─── EXTRACT TO READ

@aleung/csvsplit v2.1.0
CSV Split
CLI utility to split CSV into multiples files base on value of a specified column.
Feature
You have one or more data sheets. You want to split data into files and each one groups the records which have same value in a column.
input.csv
id | name | group |
---|---|---|
1 | Alice | A |
2 | Bob | B |
3 | Charley | A |
4 | David | B |
Being processed with csvsplit, base on value of column group
, it becomes:
A.csv
id | name | group |
---|---|---|
1 | Alice | A |
3 | Charley | A |
B.csv
id | name | group |
---|---|---|
2 | Bob | B |
4 | David | B |
It's able to process multiple input files. No need to combile them beforehead.
Install
This tool runs on node.js execution environment. If node.js hasn't been installed on your OS, download from Node.js official site and install it.
On command line, type node --version
to make sure node.js has been
installed properly. Node.js v12.0 or higher is required.
Install CSV split:
npm install -g @aleung/csvsplit
It runs on any OS platform that node.js supports.

──────
─── RECORDED DATA

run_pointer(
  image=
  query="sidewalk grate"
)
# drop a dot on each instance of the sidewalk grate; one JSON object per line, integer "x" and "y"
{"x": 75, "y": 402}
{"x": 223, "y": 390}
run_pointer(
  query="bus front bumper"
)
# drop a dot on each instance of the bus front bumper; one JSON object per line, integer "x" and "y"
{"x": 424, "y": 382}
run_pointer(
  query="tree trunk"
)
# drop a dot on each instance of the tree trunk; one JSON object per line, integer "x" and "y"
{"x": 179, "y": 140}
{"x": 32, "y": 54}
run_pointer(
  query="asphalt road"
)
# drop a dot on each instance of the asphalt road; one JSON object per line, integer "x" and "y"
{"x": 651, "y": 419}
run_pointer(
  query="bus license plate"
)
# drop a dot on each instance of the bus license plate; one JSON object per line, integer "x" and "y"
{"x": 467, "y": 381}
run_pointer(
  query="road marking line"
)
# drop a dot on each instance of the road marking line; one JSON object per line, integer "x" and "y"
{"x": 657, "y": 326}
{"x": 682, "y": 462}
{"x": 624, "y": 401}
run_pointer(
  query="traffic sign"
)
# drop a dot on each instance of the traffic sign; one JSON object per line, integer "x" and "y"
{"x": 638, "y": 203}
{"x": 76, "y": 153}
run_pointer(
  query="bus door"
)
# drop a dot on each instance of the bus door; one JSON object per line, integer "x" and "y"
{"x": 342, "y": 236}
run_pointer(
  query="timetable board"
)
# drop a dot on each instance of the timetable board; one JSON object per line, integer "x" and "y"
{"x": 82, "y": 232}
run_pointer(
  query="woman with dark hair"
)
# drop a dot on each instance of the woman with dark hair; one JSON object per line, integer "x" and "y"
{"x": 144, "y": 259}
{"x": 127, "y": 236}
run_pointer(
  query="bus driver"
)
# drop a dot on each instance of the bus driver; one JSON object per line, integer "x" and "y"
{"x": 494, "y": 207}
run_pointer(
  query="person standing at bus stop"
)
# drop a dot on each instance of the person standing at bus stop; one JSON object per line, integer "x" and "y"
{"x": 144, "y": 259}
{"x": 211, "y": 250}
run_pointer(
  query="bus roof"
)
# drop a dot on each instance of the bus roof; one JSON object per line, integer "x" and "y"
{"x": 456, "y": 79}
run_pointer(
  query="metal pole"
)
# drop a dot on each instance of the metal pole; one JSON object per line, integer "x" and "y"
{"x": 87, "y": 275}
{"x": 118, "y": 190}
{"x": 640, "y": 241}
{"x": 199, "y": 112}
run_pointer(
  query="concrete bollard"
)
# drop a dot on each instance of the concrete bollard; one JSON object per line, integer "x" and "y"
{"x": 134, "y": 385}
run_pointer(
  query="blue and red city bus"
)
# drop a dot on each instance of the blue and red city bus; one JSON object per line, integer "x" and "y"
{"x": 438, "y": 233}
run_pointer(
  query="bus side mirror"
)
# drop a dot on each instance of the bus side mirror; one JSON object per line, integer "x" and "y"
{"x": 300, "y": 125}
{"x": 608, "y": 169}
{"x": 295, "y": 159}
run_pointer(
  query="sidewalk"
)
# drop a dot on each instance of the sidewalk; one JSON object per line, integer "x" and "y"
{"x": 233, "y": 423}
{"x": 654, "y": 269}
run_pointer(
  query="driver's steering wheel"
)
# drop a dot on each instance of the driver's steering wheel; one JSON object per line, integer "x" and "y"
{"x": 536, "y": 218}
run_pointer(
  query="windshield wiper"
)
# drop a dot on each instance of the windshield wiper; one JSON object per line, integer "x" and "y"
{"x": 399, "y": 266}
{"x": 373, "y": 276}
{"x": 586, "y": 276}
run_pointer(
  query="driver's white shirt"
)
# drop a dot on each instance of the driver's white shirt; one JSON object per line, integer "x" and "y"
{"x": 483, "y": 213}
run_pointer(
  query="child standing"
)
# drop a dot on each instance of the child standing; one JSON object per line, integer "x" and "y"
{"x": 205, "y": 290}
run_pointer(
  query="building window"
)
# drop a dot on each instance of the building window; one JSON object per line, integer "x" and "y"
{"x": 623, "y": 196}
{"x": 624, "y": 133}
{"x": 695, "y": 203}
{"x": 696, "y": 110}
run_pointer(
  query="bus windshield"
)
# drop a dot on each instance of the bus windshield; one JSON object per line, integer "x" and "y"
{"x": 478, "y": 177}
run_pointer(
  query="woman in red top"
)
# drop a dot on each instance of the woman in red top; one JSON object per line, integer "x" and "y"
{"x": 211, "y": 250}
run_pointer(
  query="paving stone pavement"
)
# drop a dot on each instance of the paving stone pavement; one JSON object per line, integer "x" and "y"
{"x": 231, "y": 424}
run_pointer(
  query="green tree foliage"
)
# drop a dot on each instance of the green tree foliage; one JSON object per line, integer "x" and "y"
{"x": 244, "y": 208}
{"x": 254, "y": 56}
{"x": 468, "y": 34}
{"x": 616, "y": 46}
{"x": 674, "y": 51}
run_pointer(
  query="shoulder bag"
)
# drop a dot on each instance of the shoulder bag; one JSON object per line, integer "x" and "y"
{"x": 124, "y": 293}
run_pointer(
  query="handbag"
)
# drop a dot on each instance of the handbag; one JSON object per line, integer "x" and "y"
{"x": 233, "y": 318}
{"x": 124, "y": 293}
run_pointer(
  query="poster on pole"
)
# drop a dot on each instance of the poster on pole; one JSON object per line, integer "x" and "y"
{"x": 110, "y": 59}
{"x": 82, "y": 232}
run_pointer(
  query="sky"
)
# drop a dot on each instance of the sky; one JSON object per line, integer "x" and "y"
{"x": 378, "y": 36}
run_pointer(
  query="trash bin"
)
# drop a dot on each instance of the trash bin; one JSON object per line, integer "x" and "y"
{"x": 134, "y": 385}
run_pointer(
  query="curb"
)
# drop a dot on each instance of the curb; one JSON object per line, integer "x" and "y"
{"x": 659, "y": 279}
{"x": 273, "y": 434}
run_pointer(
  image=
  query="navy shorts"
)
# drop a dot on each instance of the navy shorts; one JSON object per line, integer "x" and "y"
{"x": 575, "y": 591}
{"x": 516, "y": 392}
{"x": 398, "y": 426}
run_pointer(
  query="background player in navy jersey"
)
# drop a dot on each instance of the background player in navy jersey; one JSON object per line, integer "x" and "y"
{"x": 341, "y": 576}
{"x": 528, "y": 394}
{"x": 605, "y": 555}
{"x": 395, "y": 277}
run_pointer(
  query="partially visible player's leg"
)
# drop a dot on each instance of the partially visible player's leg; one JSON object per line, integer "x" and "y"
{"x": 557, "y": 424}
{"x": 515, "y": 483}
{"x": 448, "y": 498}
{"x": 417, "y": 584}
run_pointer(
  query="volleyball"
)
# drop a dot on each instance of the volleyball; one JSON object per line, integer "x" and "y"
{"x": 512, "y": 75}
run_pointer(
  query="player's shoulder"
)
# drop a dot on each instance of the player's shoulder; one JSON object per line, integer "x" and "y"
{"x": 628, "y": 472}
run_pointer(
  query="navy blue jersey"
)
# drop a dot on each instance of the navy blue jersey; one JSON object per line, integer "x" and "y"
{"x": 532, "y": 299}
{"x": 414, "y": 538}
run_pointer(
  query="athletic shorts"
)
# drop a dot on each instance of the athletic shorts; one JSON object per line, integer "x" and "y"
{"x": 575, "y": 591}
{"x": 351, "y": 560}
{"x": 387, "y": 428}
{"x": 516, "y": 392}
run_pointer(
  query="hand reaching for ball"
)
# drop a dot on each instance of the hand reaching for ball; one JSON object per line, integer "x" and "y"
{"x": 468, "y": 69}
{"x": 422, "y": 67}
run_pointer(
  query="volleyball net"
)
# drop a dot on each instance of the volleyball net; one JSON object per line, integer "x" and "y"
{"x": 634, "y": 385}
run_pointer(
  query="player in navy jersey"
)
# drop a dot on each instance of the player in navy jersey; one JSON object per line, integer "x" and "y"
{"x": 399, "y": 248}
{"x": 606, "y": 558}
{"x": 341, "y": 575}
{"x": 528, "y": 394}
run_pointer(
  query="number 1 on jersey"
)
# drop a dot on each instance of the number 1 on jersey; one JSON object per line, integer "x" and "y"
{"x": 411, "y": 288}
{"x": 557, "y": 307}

──────

DIRECTIVES =>
1) In the csvsplit readme, which version of Node.js is required at minimum?
2) Rewrite the part of the csvsplit readme starting with "On command line, type" and going on through "that node.js supports.", substituting "correctly" for "properly".
3) Continue the csvsplit readme, picking up after its final sentence.

RESPONSES TO THE TASKS =>
1) Node.js v12.0 or higher is required.

2)
On command line, type node --version
to make sure node.js has been
installed correctly. Node.js v12.0 or higher is required.
Install CSV split:
npm install -g @aleung/csvsplit
It runs on any OS platform that node.js supports.

3)
You could run CSV split without installation by adding npx
before the command:
npx csvsplit [options...]
Usage
$ csvsplit --help
Usage: /usr/local/bin/csvsplit [options] <inputfiles>
Options:
-c, --column The index of column base which to split (A=1, B=2 ...) [number] [required]
-f, --filter If set, only when the column value is in this list will be outputed. Configure with a
comma seperated list of values. [string]
-o, --output Directory to put generated files into [string] [default: "./"]
--no-header The input CSV file has no header [boolean] [default: false]
--help Show help [boolean]
--version Show version number [boolean]
Examples:
/usr/local/bin/csvsplit -c 2 -o ./output Process all CSV files and split base on the 2nd
./input/*.csv column
The generated csv files are named into the value of the column base on which to split.
There might be an extra csv file generated, in which contains only the header. Just delete it.
If you get "Too many open files" issue, try to use --filter
option to limit the number of generated files.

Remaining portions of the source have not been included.